Point labeling entries
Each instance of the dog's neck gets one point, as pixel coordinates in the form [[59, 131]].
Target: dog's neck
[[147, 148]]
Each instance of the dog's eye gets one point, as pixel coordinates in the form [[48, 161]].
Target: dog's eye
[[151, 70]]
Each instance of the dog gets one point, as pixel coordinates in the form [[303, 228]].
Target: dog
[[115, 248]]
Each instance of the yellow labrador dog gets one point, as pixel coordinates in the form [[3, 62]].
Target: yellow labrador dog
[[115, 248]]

* * *

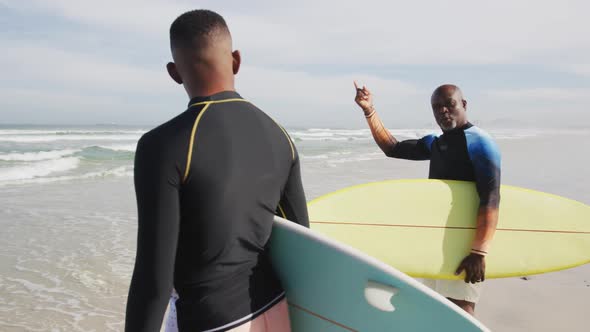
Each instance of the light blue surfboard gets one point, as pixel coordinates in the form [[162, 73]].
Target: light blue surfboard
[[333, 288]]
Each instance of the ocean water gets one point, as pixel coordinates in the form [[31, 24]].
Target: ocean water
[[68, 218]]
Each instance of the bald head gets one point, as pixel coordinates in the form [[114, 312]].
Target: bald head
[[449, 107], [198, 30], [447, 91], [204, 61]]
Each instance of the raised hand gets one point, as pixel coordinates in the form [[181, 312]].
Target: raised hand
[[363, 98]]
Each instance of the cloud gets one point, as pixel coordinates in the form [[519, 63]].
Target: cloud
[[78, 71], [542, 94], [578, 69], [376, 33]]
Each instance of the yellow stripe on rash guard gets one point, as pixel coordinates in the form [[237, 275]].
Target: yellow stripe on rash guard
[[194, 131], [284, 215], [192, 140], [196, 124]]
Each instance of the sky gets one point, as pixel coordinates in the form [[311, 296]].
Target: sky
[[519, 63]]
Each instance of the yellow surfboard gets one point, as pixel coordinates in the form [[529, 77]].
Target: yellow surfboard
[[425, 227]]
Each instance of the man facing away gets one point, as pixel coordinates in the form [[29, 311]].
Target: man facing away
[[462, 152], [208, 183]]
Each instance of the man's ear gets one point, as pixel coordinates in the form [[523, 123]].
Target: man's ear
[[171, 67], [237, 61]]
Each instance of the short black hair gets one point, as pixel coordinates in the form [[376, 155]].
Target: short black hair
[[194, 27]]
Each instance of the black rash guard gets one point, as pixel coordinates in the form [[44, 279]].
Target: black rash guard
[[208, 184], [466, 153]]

==

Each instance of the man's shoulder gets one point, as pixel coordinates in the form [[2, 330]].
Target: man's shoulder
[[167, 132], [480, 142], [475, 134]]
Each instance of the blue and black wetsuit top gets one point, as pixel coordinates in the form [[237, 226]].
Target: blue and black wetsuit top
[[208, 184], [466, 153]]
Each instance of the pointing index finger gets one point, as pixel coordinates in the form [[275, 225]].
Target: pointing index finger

▶ **EXERCISE PROMPT**:
Copy out word for word the stretch from the line containing "Each instance of the bald" through the line containing "[[363, 98]]".

▶ **REPLY TO THE EXERCISE**:
Each instance of the bald head gets one point, as pixel coordinates in the form [[114, 312]].
Target: bald head
[[449, 107], [198, 30], [447, 91], [204, 61]]
Each instance of the raised hand gets one point, as pixel coordinates in the form [[181, 312]].
Target: raised hand
[[363, 98]]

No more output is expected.